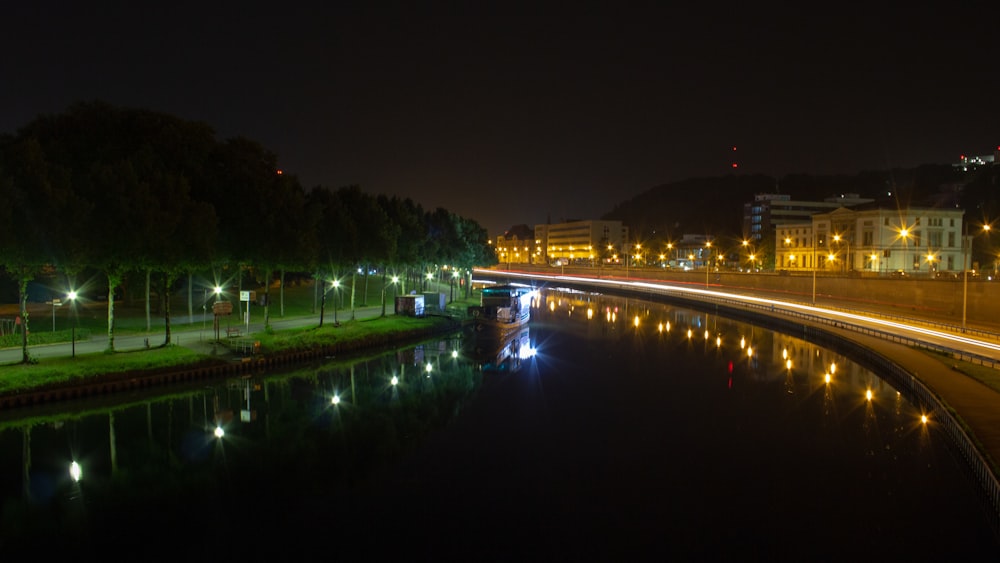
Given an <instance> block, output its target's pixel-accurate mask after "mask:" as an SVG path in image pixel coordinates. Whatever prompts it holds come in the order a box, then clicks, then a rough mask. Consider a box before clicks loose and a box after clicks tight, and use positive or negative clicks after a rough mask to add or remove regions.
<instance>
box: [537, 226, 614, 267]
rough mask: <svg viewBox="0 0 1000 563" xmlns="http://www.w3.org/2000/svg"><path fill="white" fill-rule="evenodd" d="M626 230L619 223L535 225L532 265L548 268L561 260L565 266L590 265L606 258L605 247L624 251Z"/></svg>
mask: <svg viewBox="0 0 1000 563" xmlns="http://www.w3.org/2000/svg"><path fill="white" fill-rule="evenodd" d="M627 241H628V227H626V226H624V225H622V223H621V221H567V222H564V223H549V224H544V225H535V250H534V255H533V260H532V261H533V262H535V263H537V264H549V263H552V262H553V261H556V260H562V259H565V260H566V261H567V263H568V264H572V263H581V262H591V263H592V262H593V261H594V260H598V259H599V258H600V257H601V256H603V255H605V254H607V251H606V249H607V247H608V246H609V245H610V246H612V247H613V248H614V249H621V248H624V246H623V245H625V244H626V243H627Z"/></svg>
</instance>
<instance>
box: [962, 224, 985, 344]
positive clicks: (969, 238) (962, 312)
mask: <svg viewBox="0 0 1000 563" xmlns="http://www.w3.org/2000/svg"><path fill="white" fill-rule="evenodd" d="M962 232H963V234H962V250H964V251H965V252H964V253H963V254H964V256H963V257H962V332H965V320H966V311H967V310H968V309H967V308H968V304H969V252H970V251H971V250H972V239H971V238H970V237H969V224H968V223H966V222H965V219H964V218H963V219H962ZM983 232H985V233H989V232H990V226H989V225H988V224H987V225H983Z"/></svg>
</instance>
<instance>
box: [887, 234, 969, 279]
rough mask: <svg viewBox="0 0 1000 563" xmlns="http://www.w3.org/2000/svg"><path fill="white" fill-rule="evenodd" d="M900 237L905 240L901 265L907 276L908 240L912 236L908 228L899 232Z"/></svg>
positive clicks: (903, 273) (903, 248)
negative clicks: (906, 246)
mask: <svg viewBox="0 0 1000 563" xmlns="http://www.w3.org/2000/svg"><path fill="white" fill-rule="evenodd" d="M899 236H900V238H902V239H903V263H902V264H901V266H902V268H903V274H904V275H905V274H906V252H907V249H906V243H907V240H906V239H907V238H908V237H909V236H910V230H909V229H907V228H906V227H903V228H902V229H900V230H899ZM963 240H964V237H963ZM963 244H964V242H963Z"/></svg>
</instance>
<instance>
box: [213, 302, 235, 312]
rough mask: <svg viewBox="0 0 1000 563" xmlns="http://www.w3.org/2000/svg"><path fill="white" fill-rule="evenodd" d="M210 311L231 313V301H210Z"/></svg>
mask: <svg viewBox="0 0 1000 563" xmlns="http://www.w3.org/2000/svg"><path fill="white" fill-rule="evenodd" d="M212 313H214V314H216V315H232V314H233V303H232V302H231V301H216V302H215V303H212Z"/></svg>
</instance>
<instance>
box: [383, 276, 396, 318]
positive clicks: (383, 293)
mask: <svg viewBox="0 0 1000 563" xmlns="http://www.w3.org/2000/svg"><path fill="white" fill-rule="evenodd" d="M398 281H399V276H392V281H391V282H390V285H396V282H398ZM385 288H386V284H382V316H383V317H384V316H385Z"/></svg>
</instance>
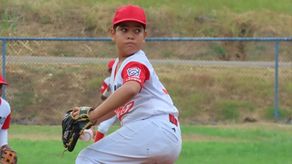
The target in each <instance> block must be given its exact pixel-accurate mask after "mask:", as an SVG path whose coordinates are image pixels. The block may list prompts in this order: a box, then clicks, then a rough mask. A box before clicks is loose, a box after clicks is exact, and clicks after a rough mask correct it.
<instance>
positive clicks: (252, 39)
mask: <svg viewBox="0 0 292 164" xmlns="http://www.w3.org/2000/svg"><path fill="white" fill-rule="evenodd" d="M0 40H1V42H2V75H3V76H4V77H6V62H7V43H8V42H12V41H65V42H66V41H73V42H88V41H93V42H111V38H108V37H98V38H90V37H88V38H87V37H84V38H81V37H59V38H58V37H51V38H42V37H0ZM146 41H147V42H214V41H224V42H225V41H230V42H251V41H255V42H272V43H274V63H273V66H274V118H275V119H276V120H278V119H279V66H281V65H280V64H279V50H280V43H281V42H291V41H292V37H218V38H212V37H203V38H202V37H151V38H147V39H146ZM211 64H212V63H211ZM233 64H235V65H237V64H240V63H239V62H238V63H236V62H234V63H233ZM266 64H267V63H266ZM268 64H269V65H271V63H268ZM282 65H283V64H282ZM284 65H285V64H284ZM286 65H287V64H286ZM288 66H290V65H289V64H288ZM3 92H4V93H5V88H4V89H3ZM3 95H4V96H5V94H3Z"/></svg>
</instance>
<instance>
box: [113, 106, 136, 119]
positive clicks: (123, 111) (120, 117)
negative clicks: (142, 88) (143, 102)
mask: <svg viewBox="0 0 292 164" xmlns="http://www.w3.org/2000/svg"><path fill="white" fill-rule="evenodd" d="M133 106H134V101H130V102H128V103H126V104H125V105H124V106H122V107H119V108H118V109H116V110H115V113H116V114H117V117H118V119H119V120H121V119H122V117H123V116H124V115H125V114H127V113H129V112H131V111H132V109H133Z"/></svg>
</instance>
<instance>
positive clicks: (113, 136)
mask: <svg viewBox="0 0 292 164" xmlns="http://www.w3.org/2000/svg"><path fill="white" fill-rule="evenodd" d="M117 63H118V59H116V61H115V64H114V66H113V70H112V74H111V78H110V88H111V89H112V90H111V91H112V92H114V91H115V90H117V89H118V88H119V87H120V86H122V85H123V84H124V83H125V82H127V81H130V80H134V81H137V82H139V83H140V85H141V87H142V88H141V91H140V92H139V93H138V94H137V95H136V96H134V97H133V98H132V99H131V100H130V101H129V102H128V103H126V104H125V105H124V106H122V107H120V108H118V109H116V110H115V112H116V116H117V117H118V118H119V120H121V123H122V126H121V127H120V128H119V129H117V130H116V131H114V132H113V133H111V134H110V135H108V136H106V137H105V138H103V139H102V140H100V141H99V142H95V143H94V144H92V145H90V146H88V147H87V148H85V149H83V150H82V151H81V152H80V153H79V154H78V156H77V158H76V164H96V163H106V164H116V163H119V164H140V163H163V164H173V163H175V161H176V159H177V158H178V156H179V154H180V151H181V144H182V140H181V131H180V125H179V122H178V121H177V116H178V111H177V109H176V107H175V106H174V105H173V102H172V100H171V98H170V96H169V95H168V93H167V91H166V89H165V88H164V87H163V85H162V84H161V83H160V81H159V79H158V77H157V75H156V73H155V72H154V69H153V67H152V65H151V64H150V62H149V61H148V59H147V57H146V56H145V54H144V52H143V51H142V50H140V51H138V52H136V53H135V54H133V55H131V56H129V57H127V58H126V59H125V60H124V61H123V62H122V63H121V66H120V68H119V69H118V70H116V66H117Z"/></svg>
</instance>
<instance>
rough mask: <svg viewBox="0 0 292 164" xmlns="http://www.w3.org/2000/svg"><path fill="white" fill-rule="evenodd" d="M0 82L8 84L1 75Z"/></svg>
mask: <svg viewBox="0 0 292 164" xmlns="http://www.w3.org/2000/svg"><path fill="white" fill-rule="evenodd" d="M0 84H4V85H8V83H7V82H6V81H5V80H4V79H3V77H2V76H1V75H0Z"/></svg>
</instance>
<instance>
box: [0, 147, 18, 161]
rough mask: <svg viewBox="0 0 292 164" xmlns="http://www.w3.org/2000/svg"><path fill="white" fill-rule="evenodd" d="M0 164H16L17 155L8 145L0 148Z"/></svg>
mask: <svg viewBox="0 0 292 164" xmlns="http://www.w3.org/2000/svg"><path fill="white" fill-rule="evenodd" d="M0 157H1V159H0V163H1V164H16V163H17V155H16V152H15V151H14V150H12V149H11V148H10V147H9V146H8V145H4V146H2V147H1V148H0Z"/></svg>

WORK REQUIRED: Copy out the data above, starting at its beginning and ending with the line that contains "box: [537, 226, 614, 267]". Reproduce every line unchanged and leave out the pictures.

THE COMPLETED TASK:
Given an <instance> block, output its target's pixel-accurate mask after "mask:" as an SVG path in image pixel coordinates. Whatever prompts it holds come in the order a box, then clicks, then a rough mask. Consider a box before clicks loose and a box after clicks tight, and use positive or negative clicks after a rough mask to add or remove regions.
<instance>
box: [537, 226, 614, 267]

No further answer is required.